→ OBJECTIVE: Copy out all of the items below, substituting "one space" for every occurrence of "single spaces" and keeping everything else the same.

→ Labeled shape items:
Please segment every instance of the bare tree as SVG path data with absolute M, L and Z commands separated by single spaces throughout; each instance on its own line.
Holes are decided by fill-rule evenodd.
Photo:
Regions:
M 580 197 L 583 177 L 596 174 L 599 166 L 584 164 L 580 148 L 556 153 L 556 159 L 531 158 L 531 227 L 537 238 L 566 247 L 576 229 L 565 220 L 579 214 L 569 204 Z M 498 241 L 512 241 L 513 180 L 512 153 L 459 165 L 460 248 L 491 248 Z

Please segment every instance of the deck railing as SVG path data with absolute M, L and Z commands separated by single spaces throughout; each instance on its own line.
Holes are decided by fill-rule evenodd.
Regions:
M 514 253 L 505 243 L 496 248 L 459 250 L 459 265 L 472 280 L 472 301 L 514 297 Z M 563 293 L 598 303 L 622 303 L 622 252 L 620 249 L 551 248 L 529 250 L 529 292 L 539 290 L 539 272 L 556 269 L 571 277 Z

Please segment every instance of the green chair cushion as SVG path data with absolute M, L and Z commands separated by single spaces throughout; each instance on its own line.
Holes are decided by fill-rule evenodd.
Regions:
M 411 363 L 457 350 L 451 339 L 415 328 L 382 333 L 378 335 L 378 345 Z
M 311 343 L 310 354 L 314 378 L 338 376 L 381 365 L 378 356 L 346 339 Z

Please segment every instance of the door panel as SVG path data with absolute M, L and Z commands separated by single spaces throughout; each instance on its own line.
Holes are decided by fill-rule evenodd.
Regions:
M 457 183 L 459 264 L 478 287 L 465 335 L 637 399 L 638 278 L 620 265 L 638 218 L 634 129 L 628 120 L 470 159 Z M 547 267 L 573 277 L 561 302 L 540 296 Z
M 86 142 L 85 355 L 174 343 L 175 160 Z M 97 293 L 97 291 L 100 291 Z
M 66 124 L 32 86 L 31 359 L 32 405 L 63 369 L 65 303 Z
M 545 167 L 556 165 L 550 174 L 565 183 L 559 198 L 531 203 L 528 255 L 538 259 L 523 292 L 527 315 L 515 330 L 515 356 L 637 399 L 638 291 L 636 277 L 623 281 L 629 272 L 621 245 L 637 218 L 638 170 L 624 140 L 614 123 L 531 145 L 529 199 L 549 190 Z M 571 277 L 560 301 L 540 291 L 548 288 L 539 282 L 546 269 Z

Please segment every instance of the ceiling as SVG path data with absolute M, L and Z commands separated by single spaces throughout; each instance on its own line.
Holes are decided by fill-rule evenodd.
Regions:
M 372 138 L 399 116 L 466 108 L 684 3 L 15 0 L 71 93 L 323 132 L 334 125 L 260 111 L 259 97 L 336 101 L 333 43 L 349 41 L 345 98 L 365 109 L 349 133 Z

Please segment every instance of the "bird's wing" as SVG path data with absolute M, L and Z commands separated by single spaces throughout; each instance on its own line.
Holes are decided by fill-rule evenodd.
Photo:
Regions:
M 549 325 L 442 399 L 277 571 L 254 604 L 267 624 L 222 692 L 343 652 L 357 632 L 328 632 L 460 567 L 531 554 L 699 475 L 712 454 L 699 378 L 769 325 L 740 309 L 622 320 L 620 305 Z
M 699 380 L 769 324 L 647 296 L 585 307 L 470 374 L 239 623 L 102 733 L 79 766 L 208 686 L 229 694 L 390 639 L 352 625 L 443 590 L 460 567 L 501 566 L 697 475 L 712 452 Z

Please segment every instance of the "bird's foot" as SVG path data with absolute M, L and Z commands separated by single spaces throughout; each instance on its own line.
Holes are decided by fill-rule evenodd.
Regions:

→ RESPONSE:
Please segment every instance of the bare tree as SVG path data with absolute M, L and Z commands separated by one space throughout; each instance on its own line.
Holes are decided by fill-rule evenodd.
Photo:
Regions:
M 580 197 L 583 177 L 596 174 L 599 166 L 584 164 L 580 148 L 556 153 L 556 159 L 531 158 L 531 227 L 537 238 L 566 247 L 576 229 L 565 220 L 579 214 L 569 204 Z M 498 241 L 512 241 L 513 180 L 512 153 L 459 165 L 460 248 L 491 248 Z

Please segment every instance of the deck railing as SVG path data with absolute M, L and Z commands separated by one space throughout; each instance on its own line.
Holes are decided by fill-rule evenodd.
Regions:
M 514 253 L 505 243 L 496 248 L 459 250 L 459 265 L 472 280 L 472 301 L 514 297 Z M 563 293 L 598 303 L 622 303 L 622 252 L 620 249 L 551 248 L 529 250 L 529 292 L 539 290 L 539 272 L 556 269 L 571 277 Z

Please segment every instance of the green chair cushion as SVG path data with absolute M, L and Z commands separated by one space throughout; each instance on its own line.
Holes are decided by fill-rule evenodd.
Regions:
M 411 363 L 457 350 L 451 339 L 415 328 L 382 333 L 378 335 L 378 345 Z
M 311 343 L 310 354 L 314 378 L 338 376 L 381 365 L 378 356 L 346 339 Z

Please segment every instance of the door panel as SVG path data with absolute M, L and Z commands separated by one space throughout; each instance on its own line.
Holes are decided by fill-rule evenodd.
Regions:
M 457 183 L 459 264 L 478 287 L 465 335 L 637 399 L 638 278 L 620 265 L 638 218 L 634 129 L 628 120 L 470 159 Z M 547 267 L 573 277 L 561 302 L 540 296 Z
M 86 142 L 85 355 L 174 343 L 175 160 Z M 97 293 L 97 291 L 100 291 Z
M 66 124 L 32 86 L 31 359 L 32 405 L 63 369 L 65 303 Z
M 545 167 L 556 165 L 550 174 L 565 183 L 559 198 L 531 203 L 528 255 L 538 259 L 523 292 L 527 315 L 515 330 L 515 356 L 637 399 L 638 291 L 636 277 L 623 281 L 629 272 L 621 245 L 637 218 L 638 170 L 624 140 L 614 123 L 531 145 L 529 199 L 549 190 Z M 571 277 L 560 301 L 540 291 L 548 288 L 539 282 L 546 269 Z

Please segment every instance of the ceiling as SVG path data with absolute M, L and Z commands separated by one space throughout; each instance on its own line.
Holes are decided by fill-rule evenodd.
Regions:
M 372 138 L 399 116 L 466 108 L 684 3 L 15 0 L 71 93 L 323 132 L 334 125 L 260 111 L 259 97 L 336 101 L 333 43 L 349 41 L 345 98 L 365 109 L 349 133 Z

Please segment every instance of the "bird's wing" as SVG path data with absolute M, L and Z commands separated by one space throughout; each instance on its own line.
Holes are decided by fill-rule evenodd.
Photo:
Regions:
M 549 325 L 442 399 L 277 571 L 254 604 L 267 624 L 222 692 L 343 652 L 357 632 L 328 632 L 460 567 L 531 554 L 699 475 L 712 454 L 699 378 L 769 325 L 740 309 L 622 320 L 620 305 Z
M 699 380 L 769 324 L 647 296 L 585 307 L 470 374 L 239 623 L 102 733 L 79 766 L 208 686 L 229 694 L 390 639 L 352 625 L 443 590 L 460 567 L 501 566 L 697 475 L 712 452 Z

Please segment every instance of the "bird's foot" as SVG path data with absolute M, L and Z commands separated by one space throughout; each instance on its own line.
Holes are decided by fill-rule evenodd.
Regions:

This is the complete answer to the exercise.